Collect every line in the data below that contains the word "Give", and copy each of those lines in full.
* start The data *
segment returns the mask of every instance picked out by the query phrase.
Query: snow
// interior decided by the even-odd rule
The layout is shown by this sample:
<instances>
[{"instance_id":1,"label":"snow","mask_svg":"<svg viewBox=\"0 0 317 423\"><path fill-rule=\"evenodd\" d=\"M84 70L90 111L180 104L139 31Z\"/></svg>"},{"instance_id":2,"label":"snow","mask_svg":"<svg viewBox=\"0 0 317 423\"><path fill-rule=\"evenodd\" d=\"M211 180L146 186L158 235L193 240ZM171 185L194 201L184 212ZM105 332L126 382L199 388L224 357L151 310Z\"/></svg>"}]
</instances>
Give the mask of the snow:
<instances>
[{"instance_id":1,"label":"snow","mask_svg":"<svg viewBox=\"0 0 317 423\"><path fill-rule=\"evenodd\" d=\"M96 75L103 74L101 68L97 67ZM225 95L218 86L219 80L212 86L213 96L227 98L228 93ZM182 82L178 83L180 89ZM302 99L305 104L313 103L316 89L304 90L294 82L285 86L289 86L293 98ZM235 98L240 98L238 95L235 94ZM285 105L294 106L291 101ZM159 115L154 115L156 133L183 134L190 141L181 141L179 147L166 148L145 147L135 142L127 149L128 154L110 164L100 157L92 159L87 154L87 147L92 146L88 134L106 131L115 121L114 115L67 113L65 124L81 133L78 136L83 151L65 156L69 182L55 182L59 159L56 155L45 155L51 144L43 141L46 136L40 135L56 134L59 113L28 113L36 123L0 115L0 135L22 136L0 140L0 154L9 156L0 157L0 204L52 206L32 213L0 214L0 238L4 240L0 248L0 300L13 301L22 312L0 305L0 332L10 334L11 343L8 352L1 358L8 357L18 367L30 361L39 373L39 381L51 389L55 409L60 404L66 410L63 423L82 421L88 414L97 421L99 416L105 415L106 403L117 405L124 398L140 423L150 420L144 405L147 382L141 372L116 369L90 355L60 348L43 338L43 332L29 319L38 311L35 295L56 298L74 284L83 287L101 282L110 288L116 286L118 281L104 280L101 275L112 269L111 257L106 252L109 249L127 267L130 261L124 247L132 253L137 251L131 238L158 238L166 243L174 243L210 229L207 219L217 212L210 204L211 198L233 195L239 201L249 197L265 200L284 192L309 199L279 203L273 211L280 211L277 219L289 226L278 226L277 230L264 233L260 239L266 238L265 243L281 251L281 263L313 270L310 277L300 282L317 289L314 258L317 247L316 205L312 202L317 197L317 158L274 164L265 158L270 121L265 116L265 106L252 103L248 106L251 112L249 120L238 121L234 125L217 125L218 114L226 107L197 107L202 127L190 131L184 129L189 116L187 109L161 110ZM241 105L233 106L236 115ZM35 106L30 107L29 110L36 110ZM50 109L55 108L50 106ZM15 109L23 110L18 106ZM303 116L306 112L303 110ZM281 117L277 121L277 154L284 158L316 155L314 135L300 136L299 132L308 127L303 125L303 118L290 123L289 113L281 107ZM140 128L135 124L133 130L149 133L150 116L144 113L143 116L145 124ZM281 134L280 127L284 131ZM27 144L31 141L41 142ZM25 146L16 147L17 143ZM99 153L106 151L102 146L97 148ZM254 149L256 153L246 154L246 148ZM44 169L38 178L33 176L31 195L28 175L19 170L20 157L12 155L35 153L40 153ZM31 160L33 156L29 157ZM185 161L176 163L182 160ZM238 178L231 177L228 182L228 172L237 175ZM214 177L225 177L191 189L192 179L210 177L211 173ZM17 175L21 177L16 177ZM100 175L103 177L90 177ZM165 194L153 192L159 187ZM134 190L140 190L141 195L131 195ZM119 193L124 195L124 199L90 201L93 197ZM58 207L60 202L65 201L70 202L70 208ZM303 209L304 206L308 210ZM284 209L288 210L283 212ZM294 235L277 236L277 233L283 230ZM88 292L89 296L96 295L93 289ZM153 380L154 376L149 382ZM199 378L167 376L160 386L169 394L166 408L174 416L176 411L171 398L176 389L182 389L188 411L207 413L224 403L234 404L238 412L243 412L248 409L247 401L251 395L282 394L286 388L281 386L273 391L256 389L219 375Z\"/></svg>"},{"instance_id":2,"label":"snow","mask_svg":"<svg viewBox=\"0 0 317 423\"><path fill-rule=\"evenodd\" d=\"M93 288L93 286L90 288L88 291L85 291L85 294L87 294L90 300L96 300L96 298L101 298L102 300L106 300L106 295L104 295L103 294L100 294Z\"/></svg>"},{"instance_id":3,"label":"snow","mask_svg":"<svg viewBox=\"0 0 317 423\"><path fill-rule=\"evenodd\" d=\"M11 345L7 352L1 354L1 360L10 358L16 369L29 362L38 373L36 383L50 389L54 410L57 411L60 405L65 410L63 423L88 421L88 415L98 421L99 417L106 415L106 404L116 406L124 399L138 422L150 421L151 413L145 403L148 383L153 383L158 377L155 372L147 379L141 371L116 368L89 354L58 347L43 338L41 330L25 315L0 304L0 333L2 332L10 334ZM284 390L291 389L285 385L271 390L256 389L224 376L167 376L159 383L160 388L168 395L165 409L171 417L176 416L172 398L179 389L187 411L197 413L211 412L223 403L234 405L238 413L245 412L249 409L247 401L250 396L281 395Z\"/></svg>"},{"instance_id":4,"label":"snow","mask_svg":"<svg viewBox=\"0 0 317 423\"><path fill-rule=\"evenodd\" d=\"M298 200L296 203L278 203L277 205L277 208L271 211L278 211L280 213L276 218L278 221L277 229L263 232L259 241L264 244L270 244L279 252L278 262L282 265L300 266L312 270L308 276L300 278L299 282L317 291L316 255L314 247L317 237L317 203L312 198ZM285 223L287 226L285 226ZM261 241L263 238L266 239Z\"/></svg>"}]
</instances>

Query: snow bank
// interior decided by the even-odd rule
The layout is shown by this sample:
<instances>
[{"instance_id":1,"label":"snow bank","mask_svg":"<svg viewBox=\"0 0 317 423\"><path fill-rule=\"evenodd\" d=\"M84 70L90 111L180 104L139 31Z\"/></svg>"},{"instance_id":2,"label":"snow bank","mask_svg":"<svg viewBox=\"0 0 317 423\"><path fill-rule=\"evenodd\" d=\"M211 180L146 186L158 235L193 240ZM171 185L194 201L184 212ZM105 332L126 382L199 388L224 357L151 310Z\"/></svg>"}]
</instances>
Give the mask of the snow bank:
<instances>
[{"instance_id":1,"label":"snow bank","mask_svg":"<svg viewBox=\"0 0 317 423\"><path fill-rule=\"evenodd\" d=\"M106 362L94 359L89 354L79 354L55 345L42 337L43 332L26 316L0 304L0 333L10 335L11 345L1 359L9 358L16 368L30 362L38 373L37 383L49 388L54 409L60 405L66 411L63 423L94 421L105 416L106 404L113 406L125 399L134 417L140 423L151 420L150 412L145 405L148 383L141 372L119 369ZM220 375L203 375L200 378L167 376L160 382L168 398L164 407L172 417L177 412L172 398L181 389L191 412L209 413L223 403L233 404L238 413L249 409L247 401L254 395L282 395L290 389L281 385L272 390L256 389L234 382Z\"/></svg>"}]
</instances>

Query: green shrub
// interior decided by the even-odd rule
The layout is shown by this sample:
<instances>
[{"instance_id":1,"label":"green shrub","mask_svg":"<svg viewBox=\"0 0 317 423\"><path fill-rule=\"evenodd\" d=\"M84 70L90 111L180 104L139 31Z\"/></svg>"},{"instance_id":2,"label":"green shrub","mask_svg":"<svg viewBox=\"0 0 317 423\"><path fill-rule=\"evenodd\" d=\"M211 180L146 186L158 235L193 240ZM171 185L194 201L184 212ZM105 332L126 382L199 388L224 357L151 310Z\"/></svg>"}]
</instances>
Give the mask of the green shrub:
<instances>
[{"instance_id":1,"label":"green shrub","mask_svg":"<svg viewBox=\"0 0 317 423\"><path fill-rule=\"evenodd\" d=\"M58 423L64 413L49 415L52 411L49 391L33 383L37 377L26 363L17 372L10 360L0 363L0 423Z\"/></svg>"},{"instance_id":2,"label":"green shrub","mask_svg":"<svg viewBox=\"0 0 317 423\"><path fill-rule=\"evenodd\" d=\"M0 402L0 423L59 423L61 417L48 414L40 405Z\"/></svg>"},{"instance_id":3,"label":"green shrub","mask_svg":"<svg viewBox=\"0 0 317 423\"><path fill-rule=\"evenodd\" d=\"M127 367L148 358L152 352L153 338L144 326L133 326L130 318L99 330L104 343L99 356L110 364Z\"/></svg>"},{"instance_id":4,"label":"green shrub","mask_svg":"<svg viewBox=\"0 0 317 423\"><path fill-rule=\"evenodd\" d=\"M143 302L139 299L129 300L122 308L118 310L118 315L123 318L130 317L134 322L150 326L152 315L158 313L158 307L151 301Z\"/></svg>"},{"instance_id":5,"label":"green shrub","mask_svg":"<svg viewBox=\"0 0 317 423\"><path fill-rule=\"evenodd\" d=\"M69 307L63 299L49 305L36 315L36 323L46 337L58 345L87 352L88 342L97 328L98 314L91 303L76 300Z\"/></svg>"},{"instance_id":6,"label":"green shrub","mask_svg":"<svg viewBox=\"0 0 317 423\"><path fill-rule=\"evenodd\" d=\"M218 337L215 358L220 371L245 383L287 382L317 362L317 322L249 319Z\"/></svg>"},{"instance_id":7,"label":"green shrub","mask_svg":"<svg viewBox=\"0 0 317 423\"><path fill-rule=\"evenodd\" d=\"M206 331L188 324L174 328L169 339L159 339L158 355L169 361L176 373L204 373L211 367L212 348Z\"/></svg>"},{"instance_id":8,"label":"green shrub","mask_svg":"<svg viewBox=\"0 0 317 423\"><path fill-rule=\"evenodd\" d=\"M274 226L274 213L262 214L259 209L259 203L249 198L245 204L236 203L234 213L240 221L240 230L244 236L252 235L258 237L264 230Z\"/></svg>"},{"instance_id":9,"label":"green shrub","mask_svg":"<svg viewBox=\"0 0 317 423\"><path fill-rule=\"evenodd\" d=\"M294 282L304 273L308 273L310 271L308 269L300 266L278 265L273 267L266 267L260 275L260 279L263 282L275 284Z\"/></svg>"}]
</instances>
* end The data *
Expected answer>
Give the mask of the snow:
Give the mask of the snow bank:
Give the mask of the green shrub:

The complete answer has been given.